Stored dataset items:
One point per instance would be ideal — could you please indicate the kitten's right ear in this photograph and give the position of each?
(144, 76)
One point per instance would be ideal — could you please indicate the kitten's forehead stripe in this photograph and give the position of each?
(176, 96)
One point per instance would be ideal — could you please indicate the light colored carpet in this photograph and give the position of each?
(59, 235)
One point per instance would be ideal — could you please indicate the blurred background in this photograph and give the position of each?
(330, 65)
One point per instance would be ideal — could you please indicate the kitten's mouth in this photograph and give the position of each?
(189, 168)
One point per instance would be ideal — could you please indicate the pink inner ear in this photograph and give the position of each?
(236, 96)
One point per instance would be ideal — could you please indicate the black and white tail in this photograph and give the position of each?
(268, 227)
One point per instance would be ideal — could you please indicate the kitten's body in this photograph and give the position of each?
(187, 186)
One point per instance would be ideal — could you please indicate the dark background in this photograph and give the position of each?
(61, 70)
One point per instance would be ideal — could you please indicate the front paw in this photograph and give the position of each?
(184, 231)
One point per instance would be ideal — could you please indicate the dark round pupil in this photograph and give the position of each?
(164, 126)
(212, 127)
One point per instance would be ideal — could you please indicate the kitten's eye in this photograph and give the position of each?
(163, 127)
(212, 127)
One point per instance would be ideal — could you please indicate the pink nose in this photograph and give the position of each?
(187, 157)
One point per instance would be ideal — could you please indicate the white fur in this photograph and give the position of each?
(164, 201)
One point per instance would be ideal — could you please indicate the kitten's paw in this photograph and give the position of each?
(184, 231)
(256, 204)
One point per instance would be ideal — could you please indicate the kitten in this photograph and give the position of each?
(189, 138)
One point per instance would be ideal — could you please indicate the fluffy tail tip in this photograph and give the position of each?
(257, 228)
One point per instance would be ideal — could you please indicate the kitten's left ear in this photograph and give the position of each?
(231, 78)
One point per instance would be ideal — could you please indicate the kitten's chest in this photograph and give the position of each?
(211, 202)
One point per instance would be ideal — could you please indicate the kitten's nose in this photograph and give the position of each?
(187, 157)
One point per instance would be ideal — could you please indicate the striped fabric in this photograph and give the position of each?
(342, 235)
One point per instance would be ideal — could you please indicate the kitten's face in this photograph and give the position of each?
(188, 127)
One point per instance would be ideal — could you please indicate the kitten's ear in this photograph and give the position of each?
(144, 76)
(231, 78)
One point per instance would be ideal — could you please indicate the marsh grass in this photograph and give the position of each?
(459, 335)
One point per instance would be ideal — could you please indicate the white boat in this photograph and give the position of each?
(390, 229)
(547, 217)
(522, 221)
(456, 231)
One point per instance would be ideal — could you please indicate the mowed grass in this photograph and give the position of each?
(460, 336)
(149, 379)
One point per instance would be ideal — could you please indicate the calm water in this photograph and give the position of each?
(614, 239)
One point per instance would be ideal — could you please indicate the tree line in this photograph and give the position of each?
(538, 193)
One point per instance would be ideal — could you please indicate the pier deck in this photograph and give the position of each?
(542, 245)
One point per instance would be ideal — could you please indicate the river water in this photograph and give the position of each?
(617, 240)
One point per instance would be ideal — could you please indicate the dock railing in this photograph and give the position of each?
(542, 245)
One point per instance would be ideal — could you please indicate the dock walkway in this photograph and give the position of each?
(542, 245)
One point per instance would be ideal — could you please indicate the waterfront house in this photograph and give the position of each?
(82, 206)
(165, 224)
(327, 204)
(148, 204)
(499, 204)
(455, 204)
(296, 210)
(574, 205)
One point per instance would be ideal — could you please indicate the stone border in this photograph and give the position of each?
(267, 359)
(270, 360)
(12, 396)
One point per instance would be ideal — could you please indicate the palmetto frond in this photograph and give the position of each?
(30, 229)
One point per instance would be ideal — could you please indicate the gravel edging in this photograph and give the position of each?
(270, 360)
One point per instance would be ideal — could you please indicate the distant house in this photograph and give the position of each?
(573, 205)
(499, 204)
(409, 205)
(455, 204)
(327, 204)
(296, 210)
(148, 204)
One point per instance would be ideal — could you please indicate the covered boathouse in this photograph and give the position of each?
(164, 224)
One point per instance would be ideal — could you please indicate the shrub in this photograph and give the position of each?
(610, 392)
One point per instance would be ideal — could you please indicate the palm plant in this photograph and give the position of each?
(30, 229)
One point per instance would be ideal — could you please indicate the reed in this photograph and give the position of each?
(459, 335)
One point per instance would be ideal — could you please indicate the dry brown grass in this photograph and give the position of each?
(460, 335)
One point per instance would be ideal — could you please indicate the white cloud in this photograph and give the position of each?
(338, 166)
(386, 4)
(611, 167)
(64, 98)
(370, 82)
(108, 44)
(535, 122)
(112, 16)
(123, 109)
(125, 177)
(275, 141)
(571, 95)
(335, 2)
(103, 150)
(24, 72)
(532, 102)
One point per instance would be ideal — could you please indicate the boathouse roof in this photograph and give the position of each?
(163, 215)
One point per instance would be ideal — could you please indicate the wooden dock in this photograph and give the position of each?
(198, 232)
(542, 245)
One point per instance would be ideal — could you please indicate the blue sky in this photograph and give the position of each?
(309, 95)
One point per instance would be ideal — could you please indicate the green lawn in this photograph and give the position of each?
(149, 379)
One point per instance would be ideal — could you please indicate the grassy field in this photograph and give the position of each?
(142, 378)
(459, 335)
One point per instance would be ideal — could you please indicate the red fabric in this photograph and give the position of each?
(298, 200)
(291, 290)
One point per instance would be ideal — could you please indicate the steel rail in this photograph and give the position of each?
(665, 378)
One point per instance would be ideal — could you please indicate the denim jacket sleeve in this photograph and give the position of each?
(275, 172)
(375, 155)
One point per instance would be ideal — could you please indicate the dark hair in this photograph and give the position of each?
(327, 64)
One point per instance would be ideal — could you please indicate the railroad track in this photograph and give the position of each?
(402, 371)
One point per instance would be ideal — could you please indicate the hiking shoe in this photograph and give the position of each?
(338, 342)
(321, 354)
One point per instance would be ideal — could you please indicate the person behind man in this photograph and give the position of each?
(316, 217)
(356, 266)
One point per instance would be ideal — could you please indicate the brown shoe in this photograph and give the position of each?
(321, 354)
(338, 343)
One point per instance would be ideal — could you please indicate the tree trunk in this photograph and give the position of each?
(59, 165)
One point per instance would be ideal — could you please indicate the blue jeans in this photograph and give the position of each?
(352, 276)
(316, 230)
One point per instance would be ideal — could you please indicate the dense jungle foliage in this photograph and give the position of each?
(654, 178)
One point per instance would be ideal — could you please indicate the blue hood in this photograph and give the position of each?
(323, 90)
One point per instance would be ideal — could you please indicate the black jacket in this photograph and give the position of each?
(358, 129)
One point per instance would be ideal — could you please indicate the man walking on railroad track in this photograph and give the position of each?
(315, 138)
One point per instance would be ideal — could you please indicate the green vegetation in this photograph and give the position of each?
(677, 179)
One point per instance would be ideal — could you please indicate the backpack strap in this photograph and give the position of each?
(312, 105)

* WHAT YOU WILL DO *
Return all data verbatim.

* EXPECTED ANSWER *
One point per instance would be ideal — could you please indicate the kitten's right ear in this photograph and give the position of each?
(144, 76)
One point per instance would be ideal — could you please indicate the kitten's forehead stripe in this photograph and give the position of each?
(176, 96)
One point per instance would be ideal — could you please indicate the light colored carpet in this photograph and give the position of each?
(59, 235)
One point per instance would be ideal — could you please indicate the blurred background in this photograph and give the position of each?
(330, 65)
One point per instance would be ideal — could you please indicate the kitten's mouth in this photograph and give the position of each?
(189, 168)
One point per instance would be ideal — could you please indicate the pink inner ear in this photograph and give the position of each?
(236, 96)
One point per instance would be ideal — could you please indicate the black and white tail in this photograph and give the position of each?
(268, 227)
One point per instance would be ideal — could you please indicate the kitten's body in this photograph and give the position of each?
(187, 186)
One point per instance would be ideal — could you please indicate the dark background in this photograph and give the position of each?
(61, 70)
One point per instance would be ideal — could you please indicate the front paw in this photograph and give the position of each?
(184, 231)
One point per instance would be ideal — could you please indicate the dark round pupil in this photograph and give the position of each?
(164, 126)
(212, 127)
One point per instance would be ideal — could you please indicate the kitten's eye in this photograph and give the position of each?
(163, 127)
(212, 127)
One point per instance would be ideal — could you please indicate the pink nose in this photograph and give the position of each?
(187, 157)
One point per instance would be ideal — could you please indicate the white fur in this photograph and give the position of each?
(164, 201)
One point per instance would be ideal — could you please indicate the kitten's paw in this photograph and give the position of each?
(184, 231)
(256, 204)
One point per instance would be ideal — could you please indicate the kitten in this photograph and give the position of each?
(189, 138)
One point per instance would be ideal — could you please indicate the fluffy tail tip in this photograph and give the position of each?
(257, 228)
One point per instance would be ideal — could you please indicate the kitten's left ear in this photograph and give the position of each?
(231, 78)
One point per instance would be ideal — could you please indicate the kitten's chest in this photograph and give the position of each?
(211, 202)
One point per instance would be ideal — could you please indicate the kitten's nose in this photograph and give the position of each?
(187, 157)
One point per instance would be ideal — could you please indicate the striped fabric in this photograph and give the position of each?
(342, 235)
One point per instance would be ideal — could you please indicate the kitten's face in this photograph and give the position of each?
(188, 127)
One point per instance would be ideal — could you please indicate the kitten's ear in this photograph and give the position of each?
(144, 76)
(231, 78)
One point per instance would be ideal — could you please indicate the marsh grass in this photograph and give the position of each?
(459, 335)
One point per instance would be ideal — could you please indicate the white boat in this photograph and give the position of each?
(390, 229)
(547, 217)
(522, 221)
(456, 231)
One point per instance would be ideal — could you please indicate the mowed grass in this photograph and give the position of each?
(460, 336)
(149, 379)
One point per instance would be ideal — could you please indicate the calm water in this photograph and give the position of each?
(614, 239)
One point per instance would be ideal — could you please indicate the tree line in this photograph and give the position of each?
(538, 193)
One point per instance would be ideal — could you please indicate the pier deck in this photograph and give the position of each?
(542, 245)
One point per instance would be ideal — could you please indicate the river water in this photograph and give the position of each?
(617, 240)
One point per instance would be ideal — could you please indicate the dock railing in this photograph and give the position of each?
(542, 245)
One point per instance would be ideal — could you please indicate the dock walkway in this photograph and give the position of each?
(542, 245)
One point per instance would be ideal — could you please indicate the waterfront house in this photograph and give the position of each?
(82, 206)
(165, 224)
(327, 204)
(148, 204)
(499, 204)
(455, 204)
(296, 210)
(574, 205)
One point per instance would be ideal — could you please indicate the stone border in this photograph and give the position of each?
(267, 359)
(270, 360)
(12, 396)
One point per instance would be ideal — could you please indicate the palmetto frond in this photograph and give the position of each?
(30, 229)
One point per instance would be ideal — could you please indicate the gravel edging in this photograph and give the position of each?
(270, 360)
One point per instance would be ideal — could you please indicate the distant house in this photograph and give the position of each?
(573, 205)
(499, 204)
(409, 205)
(455, 204)
(327, 204)
(296, 210)
(148, 204)
One point per instance would be ideal — could you please indicate the covered boathouse in this photograph and give the position of each?
(164, 224)
One point per instance would be ideal — could you please indicate the shrub in this photograph and give the position of each?
(610, 392)
One point per instance would be ideal — could you please indicate the palm plant in this photograph and give the position of each?
(30, 229)
One point per instance would be ideal — could you please indicate the reed in this photograph and give the position of each?
(459, 335)
One point per instance would be ideal — could you please indicate the dry brown grass in this photograph and give the position of each?
(460, 335)
One point per instance would be ideal — could you please indicate the white cloud in this photograph and give the position of each?
(338, 166)
(386, 4)
(611, 167)
(64, 98)
(370, 82)
(108, 44)
(535, 122)
(112, 16)
(123, 109)
(125, 177)
(275, 141)
(571, 95)
(335, 2)
(103, 150)
(24, 72)
(532, 102)
One point per instance would be ideal — could you please indicate the boathouse roof in this photograph and give the position of each?
(163, 215)
One point per instance would be ideal — could you please indicate the wooden dock in this photograph and give the position of each?
(198, 232)
(542, 245)
One point per instance would be ideal — could you please indicate the blue sky in this photograph and give the position of each?
(309, 95)
One point per instance would be ideal — could you please indicate the green lawn in this photograph and give the position of each?
(149, 379)
One point per instance would be ideal — could you please indicate the grassy field in this photograph and give the position of each?
(142, 378)
(459, 335)
One point per instance would be ideal — could you please indicate the red fabric in this photograph and give the position of each?
(298, 200)
(291, 290)
One point per instance would be ideal — could you please indicate the steel rail in this photograph and give the position of each?
(665, 378)
One point per instance would be ideal — could you please indicate the denim jacket sleeve in this photograph and give the position of each?
(275, 172)
(375, 155)
One point per instance would be ideal — could you please indicate the dark hair in this photograph and give the position of each?
(327, 64)
One point per instance would be ideal — could you please indicate the railroad track in this photograph and give the position of each?
(402, 371)
One point per instance would be ideal — could you please indicate the hiking shoe in this photograph and give the position of each?
(338, 342)
(321, 354)
One point per instance would be ideal — could you please indicate the person behind man in this photograph and give the position of each?
(316, 217)
(356, 266)
One point per instance would be ideal — could you please indicate the brown shoe in this photograph and give the position of each?
(321, 354)
(338, 343)
One point per instance would be ideal — could you please indicate the tree trunk in this photograph and give the position of each?
(59, 165)
One point per instance would be ideal — could you please indicate the blue jeans in this photograph and give the position of each?
(352, 276)
(316, 230)
One point per instance would be ideal — could you please indicate the dense jungle foliage in this photograph and give the position of each?
(654, 178)
One point per instance would be ideal — could you please indicate the blue hood in this photograph and give the position of each?
(323, 90)
One point per instance would be ideal — could you please indicate the black jacket in this photograph and give the position of each?
(358, 129)
One point per instance would be ideal — could you please indicate the man walking on railroad track in this photograph and give the position of each?
(315, 138)
One point per instance would be ideal — could you please indicate the green vegetation in this photograph and give the position of each?
(677, 179)
One point per instance would be ideal — could you please indicate the backpack strap in this photograph and give the position of each?
(312, 105)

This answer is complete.